• _Prompt A_: According to the passage on acetone as a fuel, what is the autoignition temperature of acetone?
• _Prompt B_: Extend the passage on acetone as a fuel, picking up after its final sentence.

• _Source document_:
################

From a chemical point of view acetone has some good properties. In gasoline (spark driven) engines we are looking for a high autoignition temperature and a low flash point. Basically you want the fuel to vaporize in the combustion chamber and not ignite before the spark plug fires.

Here are some numbers:

octane (not really gasoline but close enough)
Flash point: -45 C
autoignition temperature: 257 C
vapor pressure @ 25 C = 13.95 mm Hg

acetone
Flash = -18 C
autoignition = 538 C
vapor pressure @ 25 C = 229 mm Hg

Ok so based on these numbers, I've come up with the following conclusions.

Adding acetone should ignite similarly to gasoline. It wouldn't pre ignite due to it's high autoignition temperature and as such might limit knocking and pinging somewhat.

With its (very) high vapor pressure one might expect that it would vaporize more easily than gasoline which should make it burn more efficiently and evenly in the combustion chamber. I suspect that this effect would be negligible with modern fuel injector systems though.

################

• _Provided records_:
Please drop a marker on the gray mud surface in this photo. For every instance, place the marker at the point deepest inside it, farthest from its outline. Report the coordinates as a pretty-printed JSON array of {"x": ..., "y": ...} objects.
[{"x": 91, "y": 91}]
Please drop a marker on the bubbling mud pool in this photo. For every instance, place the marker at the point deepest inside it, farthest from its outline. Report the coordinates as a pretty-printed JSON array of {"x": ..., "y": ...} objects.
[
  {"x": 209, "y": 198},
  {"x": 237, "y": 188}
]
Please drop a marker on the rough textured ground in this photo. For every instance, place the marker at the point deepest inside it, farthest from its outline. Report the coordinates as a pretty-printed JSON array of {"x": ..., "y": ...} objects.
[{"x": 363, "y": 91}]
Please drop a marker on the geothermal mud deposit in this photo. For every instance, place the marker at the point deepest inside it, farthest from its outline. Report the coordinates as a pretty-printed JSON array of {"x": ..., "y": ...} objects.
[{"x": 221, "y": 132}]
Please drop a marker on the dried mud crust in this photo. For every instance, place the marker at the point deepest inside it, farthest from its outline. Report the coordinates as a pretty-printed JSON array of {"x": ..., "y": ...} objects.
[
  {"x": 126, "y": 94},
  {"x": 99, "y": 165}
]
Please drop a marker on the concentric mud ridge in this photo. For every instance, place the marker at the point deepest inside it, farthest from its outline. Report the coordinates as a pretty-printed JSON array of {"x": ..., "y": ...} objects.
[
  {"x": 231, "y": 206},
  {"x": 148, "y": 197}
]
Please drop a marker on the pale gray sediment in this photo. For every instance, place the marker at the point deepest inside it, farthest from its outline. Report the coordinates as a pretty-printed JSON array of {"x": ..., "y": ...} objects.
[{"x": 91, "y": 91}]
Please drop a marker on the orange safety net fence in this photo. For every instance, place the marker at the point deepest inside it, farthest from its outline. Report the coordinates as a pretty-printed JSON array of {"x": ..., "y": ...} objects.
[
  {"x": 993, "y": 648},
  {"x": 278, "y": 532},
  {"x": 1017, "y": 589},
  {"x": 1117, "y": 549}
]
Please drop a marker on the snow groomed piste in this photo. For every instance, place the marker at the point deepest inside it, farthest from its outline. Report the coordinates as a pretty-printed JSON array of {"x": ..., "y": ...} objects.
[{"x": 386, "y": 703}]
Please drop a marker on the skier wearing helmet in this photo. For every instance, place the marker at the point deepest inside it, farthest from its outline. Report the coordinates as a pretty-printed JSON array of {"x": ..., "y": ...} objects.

################

• _Final answer A_: 538 C

• _Final answer B_:
Acetone would have a slightly lower fuel value (energy/mass) than gasoline. Its chemical formula contains some oxygen and as such is already in a slightly oxidized state from the get-go. (combustion = oxidation). This might cause horse power to suffer somewhat.

I suspect the main issue regarding its use as a fuel boils down to (no pun intended) its terribly high vapor pressure / volatility. It's just not safe to have a whole lot of it stored up in your gas tank.

Also not mentioned is that it is a damn fine solvent and would probably eat rubberized fuel lines over time.
 

rooftest

Monkey
Jul 10, 2005
612
0
OC, CA
jdschall said:
Acetone would have a slightly lower fuel value (energy/mass) than gasoline. Its chemical formula contains some oxygen and as such is already in a slightly oxidized state from the get-go. (combustion = oxidation). This might cause horse power to suffer somewhat.
Wouldn't using a less efficient fuel make your milage per gallon decrease?
 

urbaindk

The Real Dr. Science
Jul 12, 2004
4,821
0
Sleepy Hollar
Wumpus said:
20 cents per gallon

Wumpus is pretty much right. From what I understand it's a bunch of hooey.

Petrol engineers came up with a nifty way to compare fuels. You and me call it the octane rating system. Take your good old 87 octane gasoline. It is formulated with lots of various additives and other junk to run in a test engine like a mix of 87% 2,2,4 methylpentane (they call it octane and it has same chemical formula but different structure than octane) and 13% heptane.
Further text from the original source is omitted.